What to produce >>
Retype every entry in its entirety, without alteration.

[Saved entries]
________________
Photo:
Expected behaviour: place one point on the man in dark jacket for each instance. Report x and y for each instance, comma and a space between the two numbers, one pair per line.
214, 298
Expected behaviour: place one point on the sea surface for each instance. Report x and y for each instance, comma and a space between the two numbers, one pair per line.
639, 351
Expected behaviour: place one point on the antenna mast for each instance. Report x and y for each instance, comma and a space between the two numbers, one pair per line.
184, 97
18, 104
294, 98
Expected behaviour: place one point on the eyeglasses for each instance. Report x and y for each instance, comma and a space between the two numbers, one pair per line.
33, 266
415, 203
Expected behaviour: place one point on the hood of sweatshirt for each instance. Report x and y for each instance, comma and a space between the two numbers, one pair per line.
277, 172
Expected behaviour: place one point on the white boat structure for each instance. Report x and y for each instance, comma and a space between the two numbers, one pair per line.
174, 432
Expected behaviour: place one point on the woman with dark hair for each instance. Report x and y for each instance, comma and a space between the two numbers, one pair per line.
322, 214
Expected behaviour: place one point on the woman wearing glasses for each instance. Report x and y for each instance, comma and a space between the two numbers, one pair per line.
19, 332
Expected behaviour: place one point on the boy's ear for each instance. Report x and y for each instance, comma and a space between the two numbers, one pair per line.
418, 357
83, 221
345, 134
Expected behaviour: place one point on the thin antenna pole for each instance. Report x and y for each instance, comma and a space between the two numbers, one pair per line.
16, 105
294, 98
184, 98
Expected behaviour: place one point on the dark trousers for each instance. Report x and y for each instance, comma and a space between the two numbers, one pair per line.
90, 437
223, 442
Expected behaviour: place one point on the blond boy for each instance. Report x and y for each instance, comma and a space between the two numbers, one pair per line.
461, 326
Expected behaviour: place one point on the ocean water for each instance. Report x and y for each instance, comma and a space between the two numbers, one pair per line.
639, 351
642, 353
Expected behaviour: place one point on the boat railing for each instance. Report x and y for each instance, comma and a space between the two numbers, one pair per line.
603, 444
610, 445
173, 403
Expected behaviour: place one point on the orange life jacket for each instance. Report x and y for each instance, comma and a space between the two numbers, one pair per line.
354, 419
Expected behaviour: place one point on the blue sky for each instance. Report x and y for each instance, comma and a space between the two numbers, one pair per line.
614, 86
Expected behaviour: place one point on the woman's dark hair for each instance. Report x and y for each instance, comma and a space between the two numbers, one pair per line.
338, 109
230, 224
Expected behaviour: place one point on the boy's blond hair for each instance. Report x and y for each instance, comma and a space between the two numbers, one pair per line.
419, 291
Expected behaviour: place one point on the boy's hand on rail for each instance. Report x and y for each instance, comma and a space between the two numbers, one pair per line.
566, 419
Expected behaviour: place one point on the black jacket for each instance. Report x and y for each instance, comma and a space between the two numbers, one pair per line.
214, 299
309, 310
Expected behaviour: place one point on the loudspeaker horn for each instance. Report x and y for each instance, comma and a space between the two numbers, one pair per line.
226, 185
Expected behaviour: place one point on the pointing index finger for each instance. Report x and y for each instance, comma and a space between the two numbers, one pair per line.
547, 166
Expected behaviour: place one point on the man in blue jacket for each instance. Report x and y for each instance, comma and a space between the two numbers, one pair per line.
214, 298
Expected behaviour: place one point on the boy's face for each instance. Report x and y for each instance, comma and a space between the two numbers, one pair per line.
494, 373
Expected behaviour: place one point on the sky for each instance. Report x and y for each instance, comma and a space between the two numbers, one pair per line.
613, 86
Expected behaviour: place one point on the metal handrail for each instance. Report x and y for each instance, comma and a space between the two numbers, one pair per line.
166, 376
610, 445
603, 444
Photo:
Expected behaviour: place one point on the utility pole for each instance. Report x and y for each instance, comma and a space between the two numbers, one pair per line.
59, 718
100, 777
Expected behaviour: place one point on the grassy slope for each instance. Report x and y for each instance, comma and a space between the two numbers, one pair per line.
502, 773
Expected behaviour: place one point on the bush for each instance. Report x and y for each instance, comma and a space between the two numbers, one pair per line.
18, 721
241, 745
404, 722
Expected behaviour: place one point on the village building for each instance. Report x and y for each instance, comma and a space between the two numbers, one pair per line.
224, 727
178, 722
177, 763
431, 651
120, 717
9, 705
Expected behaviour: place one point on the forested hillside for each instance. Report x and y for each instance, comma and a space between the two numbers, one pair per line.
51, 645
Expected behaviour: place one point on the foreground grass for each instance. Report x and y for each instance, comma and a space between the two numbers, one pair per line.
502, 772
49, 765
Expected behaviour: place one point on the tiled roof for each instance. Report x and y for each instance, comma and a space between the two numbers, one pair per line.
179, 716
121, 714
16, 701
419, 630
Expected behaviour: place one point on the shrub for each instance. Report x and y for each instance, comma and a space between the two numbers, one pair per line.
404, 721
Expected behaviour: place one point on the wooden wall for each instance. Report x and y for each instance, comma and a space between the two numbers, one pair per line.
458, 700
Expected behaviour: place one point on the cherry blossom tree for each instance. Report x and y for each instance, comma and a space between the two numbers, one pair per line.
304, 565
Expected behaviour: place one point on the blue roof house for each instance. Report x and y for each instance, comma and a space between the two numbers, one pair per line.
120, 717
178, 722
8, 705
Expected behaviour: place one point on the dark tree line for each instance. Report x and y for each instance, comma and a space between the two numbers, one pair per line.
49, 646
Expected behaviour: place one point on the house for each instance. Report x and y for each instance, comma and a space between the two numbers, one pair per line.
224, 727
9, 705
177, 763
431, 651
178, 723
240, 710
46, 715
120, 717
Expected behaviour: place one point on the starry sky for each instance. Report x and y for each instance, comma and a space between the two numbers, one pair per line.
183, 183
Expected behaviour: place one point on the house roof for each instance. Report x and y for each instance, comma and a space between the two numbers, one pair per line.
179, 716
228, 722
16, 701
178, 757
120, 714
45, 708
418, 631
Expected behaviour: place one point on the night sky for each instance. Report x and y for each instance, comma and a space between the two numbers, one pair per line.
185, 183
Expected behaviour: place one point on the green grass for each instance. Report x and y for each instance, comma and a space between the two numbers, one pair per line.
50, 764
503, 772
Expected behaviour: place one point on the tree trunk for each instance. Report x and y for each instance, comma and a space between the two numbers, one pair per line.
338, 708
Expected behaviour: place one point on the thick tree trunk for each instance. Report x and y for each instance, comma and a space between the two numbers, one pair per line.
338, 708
________________
Exercise answer >>
Photo:
Expected behaviour: place one point on the man in dark jacket for each instance. Report x and y for each instance, comma and a space between the two numbers, one pair per line.
214, 298
Expected behaviour: place one point on the sea surface for each instance. Report x and y for each instance, comma and a space between the two numbers, one pair per line.
639, 351
Expected behaviour: place one point on the antenna mast for each instance. Report x and y for each instance, comma and a space between the two numbers, one pair per line.
184, 97
18, 104
294, 98
Expected behaviour: place one point on the eyeglasses for each instance. Report x and y for each instance, comma and a space between the two numbers, one pair per line.
33, 266
415, 203
Expected behaviour: place one point on the hood of sweatshirt for each instance. Report x and y for each instance, comma and a space between the two numbers, one pair per line.
277, 172
Expected behaviour: place one point on the white boat structure for each instance. Report x and y for each instance, comma and a space between the two numbers, one pair per line.
174, 432
Expected behaviour: place one point on the woman with dark hair for each instance. Report x and y for each instance, comma and a space between the two numbers, one pair per line.
322, 214
Expected behaviour: place one point on the woman wearing glasses for each instance. Report x and y for each instance, comma and a space between the two numbers, one pair per line.
19, 332
Expected behaviour: place one point on the boy's ear for each instance. Report x and y for each instance, comma and a space between the two numbers, one pair per line.
418, 357
83, 221
345, 134
Expected behaviour: place one point on the thin antenna pole for each instance. Report x and y for each instance, comma and a space between the two numbers, one pair per line.
16, 105
294, 98
184, 98
Expected behaviour: place one point on the dark trousers for each instance. Report x and y for each instance, comma and a space between the two numbers, one pair per line.
90, 437
223, 442
Expected behaviour: place one point on the blond boy for each instance. Report x and y for each instance, comma and a space between the two numbers, one pair per line.
461, 326
Expected behaviour: place one point on the ocean water for each instance. Report x and y for each instance, comma and a space between the two numbers, one pair per line.
639, 351
642, 353
Expected behaviour: place one point on the boat railing for each instance. Report x and y for each instance, comma and a space between the two numbers, one pair per line.
603, 444
610, 445
173, 403
Expected behaviour: place one point on the orange life jacket for each instance. Report x and y for each instance, comma and a space between the two numbers, one pair per line.
354, 419
Expected behaviour: place one point on the blue sky for each instance. Report x and y for each instance, comma and a space between the two numbers, one pair per line.
614, 86
Expected behaviour: place one point on the woman's dark hair for each instance. Report x and y for each instance, comma and a space between the two numbers, one pair per line.
338, 109
230, 224
Expected behaviour: place one point on the boy's blond hair for each instance. Report x and y for each instance, comma and a space between the two numbers, one pair per line.
419, 291
Expected behaviour: place one point on the boy's hand on rail for each instance. Report x and y for each instance, comma and a space between the two numbers, one pair per line.
566, 419
Expected behaviour: place one point on the black jacket for each instance. Report x and y for each instance, comma and a space between the two numbers, one pair per line.
214, 299
309, 310
Expected behaviour: place one point on the loudspeaker horn for each instance. Report x and y for each instance, comma and a space between the two numbers, one pair per line.
226, 185
Expected behaviour: place one point on the pointing index finger for each instance. Report x and y for each instance, comma and a space between the two numbers, one pair per line.
547, 166
Expected behaviour: place one point on the man in blue jacket for each instance. Report x and y for each instance, comma and a space between the two numbers, one pair per line.
214, 298
Expected behaviour: place one point on the boy's face for each instance. Report x and y for each instance, comma and a space between the two numbers, one pair per line.
494, 373
Expected behaviour: place one point on the sky for each instance. Report x and y for each instance, comma and a space between the two numbers, one pair per line.
613, 86
Expected behaviour: place one point on the metal handrail for each instance. Report x and y for each instance, comma and a space between the two numbers, one pair per line.
166, 376
610, 445
603, 444
Photo:
Expected behaviour: place one point on the utility pole for each instance. Report x and y for each instance, comma and a space between the two numbers, one pair per line.
59, 718
100, 777
Expected behaviour: place one point on the grassy slope for each instance. Report x and y for each instance, comma and a space between the two numbers, one pair per line.
502, 773
Expected behaviour: place one point on the bush for each instance. Report x and y for each instance, comma and a space between the two numbers, one pair per line.
18, 721
241, 745
404, 722
Expected behaviour: place one point on the village building for each instance. Report x and y for each instance, comma and a space between the two numbers, one pair per line.
224, 727
178, 722
177, 763
431, 651
120, 717
9, 705
Expected behaviour: place one point on the forested hillside for each instance. Report x and y for each instance, comma and a space between the two numbers, one pair per line.
51, 645
Expected behaviour: place one point on the foreground grass for each instance. Report x and y for each instance, comma and a space between the two numbers, one pair per line.
502, 772
49, 765
Expected behaviour: place one point on the tiled roof for each instance. Report x and y for each instance, comma and a space between the two numbers, one pair per line.
179, 716
121, 714
16, 701
419, 630
Expected behaviour: place one point on the shrub for each instance. Report x and y for each instance, comma and a space between the two numbers, one pair per line.
404, 721
Expected behaviour: place one point on the wooden wall for each instance. Report x and y for each instance, comma and a space between the two numbers, one pair per line.
458, 700
Expected behaviour: place one point on the cherry blossom tree for each instance. Report x and y for each instance, comma and a space between the two numbers, one pair per line.
304, 565
Expected behaviour: place one point on the blue roof house for each instance. Report x and y for each instance, comma and a space between the two numbers, one pair per line.
120, 717
178, 722
8, 705
Expected behaviour: place one point on the dark tree line for each instance. Report x and y for each instance, comma and a space between the two numbers, one pair per line.
49, 646
Expected behaviour: place one point on the house for each instance. Report x and y for each instance, comma and a space between the two numbers, one pair per line.
224, 727
9, 705
177, 763
431, 651
178, 723
240, 710
46, 715
120, 717
Expected behaviour: place one point on the starry sky for each instance. Report x and y for each instance, comma and a space between the two numbers, one pair per line.
183, 183
Expected behaviour: place one point on the house roof for each instance. Report x and y for each instance, comma and a space between the two numbers, one pair per line.
179, 716
228, 722
16, 701
178, 757
120, 714
45, 708
418, 631
Expected behaviour: place one point on the night sky for each instance. Report x and y for each instance, comma and a space between the two numbers, one pair per line.
185, 183
Expected behaviour: place one point on the green grass for each instance. Report x and y for each instance, comma and a space between the two numbers, one pair per line.
50, 764
503, 772
Expected behaviour: place one point on the tree trunk for each instance. Report x and y for each instance, comma and a space between the two numbers, one pair per line.
338, 708
Expected behaviour: place one point on the thick tree trunk for each instance. Report x and y for each instance, comma and a space between the two numbers, one pair per line.
338, 708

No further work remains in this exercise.